[Exercise text Boundary: Start]
The underclass

This comment from Jenny needs to be a post! — r0b

Remember when John Key used to talk about the “underclass”.

Much [more] recently of course John Key’s policy direction has been more about pandering to the wealthy elite, so you don’t hear so much from John Key about his concerns for the underclass anymore.

But worries about the underclass still concern some people.

The last week’s issue of New Scientist, 17 July 2010, has this to say:

LEFT-LEANING politicians have traditionally blamed the structure of western society for the feckless and antisocial behaviour of its “underclass”.

FROM feckless fathers and teenaged mothers to so-called feral kids, the media seems to take a voyeuristic pleasure in documenting the lives of the “underclass”. Whether they are inclined to condemn or sympathise, commentators regularly ask how society got to be this way. There is seldom agreement, but one explanation you are unlikely to hear is that this kind of “delinquent” behaviour is a sensible response to the circumstances of a life constrained by poverty.

According to New Scientist:

There is no reason to view the poor as stupid or in any way different from anyone else, says Daniel Nettle of the University of Newcastle in the UK. All of us are simply human beings, making the best of the hand life has dealt us. If we understand this, it won’t just change the way we view the lives of the poorest in society, it will also show how misguided many current efforts to tackle society’s problems are – and it will suggest better solutions.

The solution is to improve the health and wellbeing of the poorest in society and give all young people the prospect of a good job and a stake in their future. But that looks unlikely, given the economic downturn.

In recent years, though, we have gained considerable insights into the prerequisites for human fulfilment. Health and security may be top of the list, but we also thrive on community, fairness, bonding, altruism, playfulness and celebration. Hard-pressed politicians seeking inspiration would do well to look to these biological principles.

Right wing critics of this approach often cite studies that crime and anti-social behaviour and the feelings of alienation that accompany them, are often much less experienced in conditions of absolute poverty.

As New Scientist explains “it is all relative”:

In their book The Spirit Level (Allen Lane, 2009), epidemiologists Richard Wilkinson and Kate Pickett, of the universities of Nottingham and York, UK, respectively, emphasise the degree of income inequality in a society rather than poverty per se as being a major factor in issues such as death and disease rates, teenage motherhood and levels of violence. They show that nations such as the US and UK, which have the greatest inequality in income levels of all developed nations, also have the lowest life expectancy among those nations, the highest levels of teenage motherhood (see diagrams) and a range of social problems.
[Exercise text Boundary: End]
[Data under study Boundary: Start]
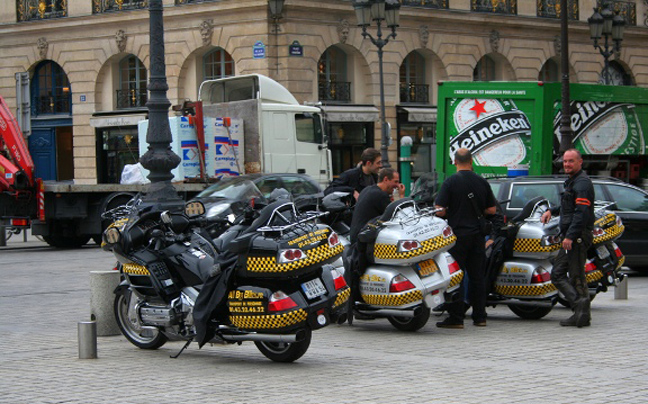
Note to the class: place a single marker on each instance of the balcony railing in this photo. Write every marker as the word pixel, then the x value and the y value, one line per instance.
pixel 104 6
pixel 412 92
pixel 48 105
pixel 131 98
pixel 335 91
pixel 29 10
pixel 425 3
pixel 551 9
pixel 494 6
[Data under study Boundary: End]
#### Things to do:
A – Decide whether each statement agrees with the post on the underclass. Answer yes or no, and quote the exact words from the post that decide it.
(i) Wilkinson and Pickett treat poverty per se, rather than income inequality, as a major factor in social problems.
(ii) Daniel Nettle is at the University of Newcastle in the UK.
(iii) The proposed solution of improving the health and wellbeing of the poorest looks likely despite the economic downturn.
B – In one to three sentences, state the reason the post on the underclass gives for John Key no longer being heard on his concerns about the underclass.

#### Solution set:
A –
(i) No: "emphasise the degree of income inequality in a society rather than poverty per se as being a major factor"
(ii) Yes: "says Daniel Nettle of the University of Newcastle in the UK"
(iii) No: "But that looks unlikely, given the economic downturn."

B – More recently, John Key's policy direction has been more about pandering to the wealthy elite. The post says that for this reason, you no longer hear much from him about his concerns for the underclass.